— START OF Entries supplied —

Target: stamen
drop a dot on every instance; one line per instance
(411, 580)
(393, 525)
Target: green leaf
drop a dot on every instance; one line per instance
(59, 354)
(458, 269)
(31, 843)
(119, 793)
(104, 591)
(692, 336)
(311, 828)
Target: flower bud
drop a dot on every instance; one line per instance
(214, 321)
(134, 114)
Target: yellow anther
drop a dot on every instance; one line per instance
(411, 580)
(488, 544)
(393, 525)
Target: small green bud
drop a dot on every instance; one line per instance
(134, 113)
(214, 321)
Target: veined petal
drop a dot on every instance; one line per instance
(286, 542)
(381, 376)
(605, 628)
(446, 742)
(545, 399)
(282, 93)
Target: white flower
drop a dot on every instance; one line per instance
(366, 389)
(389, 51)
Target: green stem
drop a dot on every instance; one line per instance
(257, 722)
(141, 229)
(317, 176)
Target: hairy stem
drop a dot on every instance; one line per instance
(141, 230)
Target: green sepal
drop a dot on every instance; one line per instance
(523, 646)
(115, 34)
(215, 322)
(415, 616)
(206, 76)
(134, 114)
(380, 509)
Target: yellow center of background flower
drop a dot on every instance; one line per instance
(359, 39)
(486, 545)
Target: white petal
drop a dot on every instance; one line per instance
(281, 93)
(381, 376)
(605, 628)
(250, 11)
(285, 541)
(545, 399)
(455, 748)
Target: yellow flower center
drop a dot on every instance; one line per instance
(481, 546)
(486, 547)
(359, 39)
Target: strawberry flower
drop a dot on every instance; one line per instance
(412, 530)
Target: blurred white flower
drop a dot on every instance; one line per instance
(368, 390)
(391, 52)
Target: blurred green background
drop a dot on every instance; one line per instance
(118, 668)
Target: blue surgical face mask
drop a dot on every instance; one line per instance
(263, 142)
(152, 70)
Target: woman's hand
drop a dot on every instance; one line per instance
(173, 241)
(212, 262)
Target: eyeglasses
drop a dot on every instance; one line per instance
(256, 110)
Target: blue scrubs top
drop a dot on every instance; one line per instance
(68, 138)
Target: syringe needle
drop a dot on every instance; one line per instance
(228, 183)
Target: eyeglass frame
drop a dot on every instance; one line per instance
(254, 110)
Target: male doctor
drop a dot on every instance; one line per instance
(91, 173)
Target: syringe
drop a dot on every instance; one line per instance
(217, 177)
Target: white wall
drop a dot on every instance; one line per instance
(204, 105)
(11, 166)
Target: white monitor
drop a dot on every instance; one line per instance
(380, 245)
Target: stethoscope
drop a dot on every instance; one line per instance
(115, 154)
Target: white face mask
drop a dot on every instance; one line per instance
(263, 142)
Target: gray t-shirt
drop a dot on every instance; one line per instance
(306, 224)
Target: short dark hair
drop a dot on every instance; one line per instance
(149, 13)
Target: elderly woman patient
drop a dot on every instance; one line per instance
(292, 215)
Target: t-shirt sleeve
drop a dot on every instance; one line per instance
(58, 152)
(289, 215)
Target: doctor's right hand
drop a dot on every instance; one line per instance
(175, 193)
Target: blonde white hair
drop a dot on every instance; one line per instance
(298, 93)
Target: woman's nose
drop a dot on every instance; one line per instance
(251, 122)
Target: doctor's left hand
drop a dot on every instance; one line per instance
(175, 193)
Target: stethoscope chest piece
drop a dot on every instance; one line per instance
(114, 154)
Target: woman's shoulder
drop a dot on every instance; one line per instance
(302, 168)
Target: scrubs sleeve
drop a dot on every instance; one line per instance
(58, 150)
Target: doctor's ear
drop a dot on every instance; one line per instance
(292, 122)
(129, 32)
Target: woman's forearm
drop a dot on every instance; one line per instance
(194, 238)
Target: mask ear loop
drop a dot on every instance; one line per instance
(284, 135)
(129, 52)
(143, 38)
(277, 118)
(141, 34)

— END OF Entries supplied —

Write out the whole listing exactly.

Target: stamen
drop a dot on every instance; one line per instance
(411, 580)
(393, 525)
Target: green leaf
drop a dot on every instance; one line per instance
(59, 354)
(458, 269)
(31, 843)
(119, 793)
(104, 591)
(692, 336)
(311, 828)
Target: flower bud
drop a dot on every instance; one line per instance
(214, 321)
(134, 114)
Target: yellow anther
drop a dot on every instance; one line per instance
(411, 580)
(488, 544)
(393, 525)
Target: small green bud
drop a dot on every instance; one line per instance
(134, 113)
(214, 321)
Target: veined petal
drop a dot on every instance; one line per instance
(286, 542)
(381, 376)
(605, 628)
(446, 742)
(545, 399)
(282, 93)
Target: white flower
drop a dot on every instance; one line per instance
(366, 389)
(389, 51)
Target: green stem
drop a dot on every instance; one line per instance
(257, 722)
(141, 229)
(317, 176)
Target: hairy stem
drop a dot on every instance; one line per instance
(141, 230)
Target: green sepal
drop a dot on every instance; one line per instance
(523, 646)
(115, 34)
(215, 322)
(415, 616)
(206, 76)
(134, 114)
(380, 509)
Target: yellow center of background flower
drop a dot on every instance; one line per instance
(359, 39)
(486, 545)
Target: white petal
drop a dot on every instance; one line per instance
(281, 93)
(381, 376)
(605, 628)
(250, 11)
(285, 541)
(545, 399)
(455, 748)
Target: yellow flower center
drop a dot on every instance; one line per instance
(481, 546)
(486, 547)
(359, 39)
Target: strawberry flower
drop a dot on every instance; one line per instance
(412, 530)
Target: blurred white flower
drop a dot on every instance; one line per instance
(368, 390)
(391, 52)
Target: blurred green background
drop a dot on every instance; one line per instance
(118, 668)
Target: blue surgical face mask
drop a dot on every instance; one line per instance
(263, 142)
(152, 70)
Target: woman's hand
drop a dot on every instance; one line per instance
(173, 241)
(212, 262)
Target: eyeglasses
drop a dot on every instance; one line per instance
(256, 110)
Target: blue scrubs top
drop a dot on every instance; one line per instance
(68, 138)
Target: syringe needle
drop a dot on every instance; one line per instance
(228, 183)
Target: eyeglass frame
drop a dot on every instance; one line per instance
(254, 110)
Target: male doctor
drop a dot on every instance; one line per instance
(91, 173)
Target: syringe
drop a dot on every instance; one line per instance
(217, 177)
Target: white wall
drop a dot on every instance; one line per instance
(204, 105)
(11, 166)
Target: white monitor
drop a dot on every instance; one line per instance
(380, 245)
Target: stethoscope
drop a dot on every instance; one line per instance
(115, 154)
Target: white face mask
drop a dot on every instance; one line per instance
(263, 142)
Target: gray t-shirt
drop a dot on every instance; one line per instance
(306, 224)
Target: short dark hair
drop a dot on every instance; one line per instance
(149, 13)
Target: elderly woman patient
drop a dot on every instance; one line per instance
(292, 215)
Target: t-shirt sleeve
drop a dot on every instance; one line per instance
(58, 152)
(289, 215)
Target: doctor's right hand
drop a dot on every instance; one line per instance
(175, 193)
Target: blonde white hair
drop a dot on every instance; one line per instance
(298, 93)
Target: woman's nose
drop a dot on every instance; one line per instance
(251, 122)
Target: doctor's left hand
drop a dot on every instance; one line per instance
(175, 193)
Target: stethoscope chest piece
drop a dot on every instance; one line per instance
(114, 154)
Target: woman's shoulder
drop a dot on every instance; one line per instance
(302, 168)
Target: scrubs sleeve
drop a dot on every instance; one line per instance
(58, 150)
Target: doctor's ear
drop a dot on every instance; one line per instance
(292, 122)
(129, 32)
Target: woman's forearm
drop a dot on every instance; one line per instance
(194, 238)
Target: mask ear loop
drop a dot on every instance; one line per instance
(284, 135)
(129, 52)
(143, 38)
(277, 118)
(141, 34)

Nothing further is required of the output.